Recopiez fidèlement le passage de l'article ci-dessous sur l'Ehpad de Port-Louis/Riantec qui s'ouvre sur les mots contenant "Depuis janvier 2018, le" et se termine par "s’est-il donc passé ?".
------ Texte présenté
Ehpad : Vous dénoncez la maltraitance ? Sanctionnées !




Comme dans la légende antique, c’est le porteur de mauvaise nouvelle que le tyran décide d’abattre. Plusieurs soignantes d’un Ehpad près de Lorient vivent aujourd’hui cette situation ubuesque.

Depuis janvier 2018, le Groupe hospitalier Bretagne Sud (GHBS) regroupe les différents hôpitaux sur le pays de Lorient dont l’Ehpad de Port-Louis/Riantec. Ces mégastructures ont été créées pour réduire les dépenses… et au passage donner les pleins pouvoirs à la direction pour appliquer des logiques purement budgétaires.

Au GHBS, cela se traduit par un sous-effectif notable dans les services et par un management fondé sur la peur, avec menaces, pressions... et maintenant mesures disciplinaires.

Ainsi, trois salariées de l’Ehpad sont actuellement sanctionnés pour « atteinte à la dignité des patients ». Que s’est-il donc passé ?

Le matin du 23 décembre 2017, l’équipe se retrouve une nouvelle fois en sous-effectif. Sophie, aide médico-psychologique, raconte : « Lorsqu’on a appelé le cadre ce matin-là, il nous a dit au téléphone : “faites au mieux”. » Cette réponse, les soignantes l’entendent trop souvent. Elle signifie « Prenez vous-mêmes la responsabilité d’une priorisation des soins. » C’est-à-dire d’effectuer certains soins et pas d’autres. « Du coup on a “fait au mieux” ; on a décidé de faire une toilette correcte à toutes les personnes et de ne pas les habiller. En revanche, on leur a donné un repas correct. » Après son service, l’équipe décide néanmoins de rédiger une fiche pour signaler les « événements indésirables » de la journée. Est mentionné le fait que les patientes et patients n’ont pas pu être habillés mais aussi, explique Sophie, dans un « item management », une « mise en cause du rôle du cadre ». C’est ce second élément que la direction ne supporte pas  : « Si on n’avait rien dit, en fait, il ne se serait rien passé. » Là, la répression s’abat.
------------
------ Données fournies
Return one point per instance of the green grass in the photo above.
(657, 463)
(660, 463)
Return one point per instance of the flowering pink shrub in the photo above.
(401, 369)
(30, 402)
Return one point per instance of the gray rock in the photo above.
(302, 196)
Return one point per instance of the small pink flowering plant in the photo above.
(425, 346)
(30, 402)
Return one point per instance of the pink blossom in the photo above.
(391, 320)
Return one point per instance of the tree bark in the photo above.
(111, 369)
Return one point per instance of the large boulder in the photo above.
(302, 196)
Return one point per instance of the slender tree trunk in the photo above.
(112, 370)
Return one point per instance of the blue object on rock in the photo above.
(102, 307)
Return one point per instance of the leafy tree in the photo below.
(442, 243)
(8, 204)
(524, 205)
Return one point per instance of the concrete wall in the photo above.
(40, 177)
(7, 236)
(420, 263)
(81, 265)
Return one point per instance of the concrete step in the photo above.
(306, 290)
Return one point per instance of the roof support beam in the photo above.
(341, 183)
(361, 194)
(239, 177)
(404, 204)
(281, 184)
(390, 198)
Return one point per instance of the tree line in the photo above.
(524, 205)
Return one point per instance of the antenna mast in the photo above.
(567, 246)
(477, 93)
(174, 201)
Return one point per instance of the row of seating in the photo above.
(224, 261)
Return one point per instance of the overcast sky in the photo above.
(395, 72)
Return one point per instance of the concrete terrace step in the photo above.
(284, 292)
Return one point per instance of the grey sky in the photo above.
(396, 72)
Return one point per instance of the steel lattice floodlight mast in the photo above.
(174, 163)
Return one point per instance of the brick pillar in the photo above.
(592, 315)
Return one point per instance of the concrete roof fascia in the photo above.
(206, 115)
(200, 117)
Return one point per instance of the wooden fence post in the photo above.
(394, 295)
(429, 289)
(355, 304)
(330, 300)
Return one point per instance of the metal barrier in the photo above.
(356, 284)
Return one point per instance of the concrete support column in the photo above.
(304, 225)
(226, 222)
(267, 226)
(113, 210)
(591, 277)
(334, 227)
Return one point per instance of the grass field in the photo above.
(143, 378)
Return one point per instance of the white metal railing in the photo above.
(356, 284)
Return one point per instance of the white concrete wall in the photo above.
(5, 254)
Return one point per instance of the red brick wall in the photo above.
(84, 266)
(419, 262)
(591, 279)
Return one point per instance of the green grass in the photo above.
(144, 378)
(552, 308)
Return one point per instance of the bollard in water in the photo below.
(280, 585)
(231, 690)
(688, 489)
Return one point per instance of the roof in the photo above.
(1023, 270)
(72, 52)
------------
_Réponse attendue_.
Depuis janvier 2018, le Groupe hospitalier Bretagne Sud (GHBS) regroupe les différents hôpitaux sur le pays de Lorient dont l’Ehpad de Port-Louis/Riantec. Ces mégastructures ont été créées pour réduire les dépenses… et au passage donner les pleins pouvoirs à la direction pour appliquer des logiques purement budgétaires.

Au GHBS, cela se traduit par un sous-effectif notable dans les services et par un management fondé sur la peur, avec menaces, pressions... et maintenant mesures disciplinaires.

Ainsi, trois salariées de l’Ehpad sont actuellement sanctionnés pour « atteinte à la dignité des patients ». Que s’est-il donc passé ?